- [Job A]:
Answer these questions about the post on cyclic dependencies in microservices below.
(i) Which groups can users share their images to?
(ii) When does a readiness endpoint give a positive response?
(iii) What is the first scenario listed where a team could find out they have a cycle problem?

Tuesday 12 November 2019

Cyclic Dependencies in Microservices

What are they?Simplest case: Service A calls on a resource of Service B, and Service B calls on a resource of Service A - BANG!  We have a cycle.

How can they happen?
Imagine a website that includes a feature for sharing images with the public or within among groups of individuals.  The characteristics involved in uploading images are very different from the characteristics for managing permissions related to those images, so the responsibilities natuarally get split out into separate services - one for the slower longer running requests that upload the multi-megabyte data of images, another for managing whether the images are public, or private, or only visible to some specified groups.
Users can only share their images to groups that they are a member of, so there is a need for a service for managing groups.

Now we can consider two scenarios that approach the system from different directions and result in a cycle existing between two services.
On the one side we have the flow of someone uploading an image and applying some permissions for the groups that they want to share the image with.
On the other side is the situation of another user choosing to delete a group that they have admin rights to.
- Before creating permissions the system needs to validate that the user is a member of the groups.
- As part of cleanly deleting a group the system needs to ensure that there are no left over references to the group.

When might this be problematic?
As part of deploying a new service - or more commonly a new version of a service - it is sensible to verify that the service is ready to operate before it can start accepting incoming traffic.  This is typically acheived by having the service expose a readiness endpoint that only produces a positive response once the service has successfully completed initialisation and confirmed that it can reach its dependencies.

With a cycle between services we would face a deadlock situation as each would be waiting for the other to become available before declaring itself ready.

This is probably the most basic reason for avoiding having cycles in the call graph of a collection of microservices.  I can imagine a few scenarios where a team could find out that they have a cycle problem:
 - Starting up a full copy of the system for a new region
 - Re-starting after scheduled maintenance
 - Deploying a new version of two or more of the microservices at the same time.

- [Job B]: Pick out every line in the records below that contains the word "bare", matching case exactly.

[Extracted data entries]
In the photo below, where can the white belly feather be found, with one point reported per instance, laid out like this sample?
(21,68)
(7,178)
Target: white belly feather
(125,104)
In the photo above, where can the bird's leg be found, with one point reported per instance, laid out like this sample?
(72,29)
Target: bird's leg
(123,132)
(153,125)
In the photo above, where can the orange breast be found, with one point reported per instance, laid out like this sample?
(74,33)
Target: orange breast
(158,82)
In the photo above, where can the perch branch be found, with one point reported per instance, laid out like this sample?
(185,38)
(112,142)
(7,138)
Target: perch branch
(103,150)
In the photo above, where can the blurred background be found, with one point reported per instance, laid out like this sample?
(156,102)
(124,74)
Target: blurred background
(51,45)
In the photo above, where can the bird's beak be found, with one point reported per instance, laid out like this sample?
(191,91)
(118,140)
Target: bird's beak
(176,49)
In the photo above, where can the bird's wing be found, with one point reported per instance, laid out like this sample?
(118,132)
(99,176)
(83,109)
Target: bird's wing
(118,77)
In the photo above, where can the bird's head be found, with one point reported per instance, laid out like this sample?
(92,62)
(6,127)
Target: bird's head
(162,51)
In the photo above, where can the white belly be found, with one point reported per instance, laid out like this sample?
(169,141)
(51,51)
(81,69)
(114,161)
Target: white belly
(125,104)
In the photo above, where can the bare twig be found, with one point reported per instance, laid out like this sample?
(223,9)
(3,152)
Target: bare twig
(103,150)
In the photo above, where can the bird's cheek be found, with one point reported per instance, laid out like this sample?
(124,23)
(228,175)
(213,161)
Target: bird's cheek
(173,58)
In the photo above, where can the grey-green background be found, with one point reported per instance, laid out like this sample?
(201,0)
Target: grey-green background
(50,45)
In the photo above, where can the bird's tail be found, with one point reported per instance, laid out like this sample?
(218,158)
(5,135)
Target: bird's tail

- [Task solution A]:
(i) Only groups that they are a member of.
(ii) Only once the service has successfully finished initialization and confirmed that it can reach its dependencies.
(iii) Starting up a full copy of the system for a new region.

- [Task solution B]:
In the photo above, where can the bare twig be found, with one point reported per instance, laid out like this sample?
Target: bare twig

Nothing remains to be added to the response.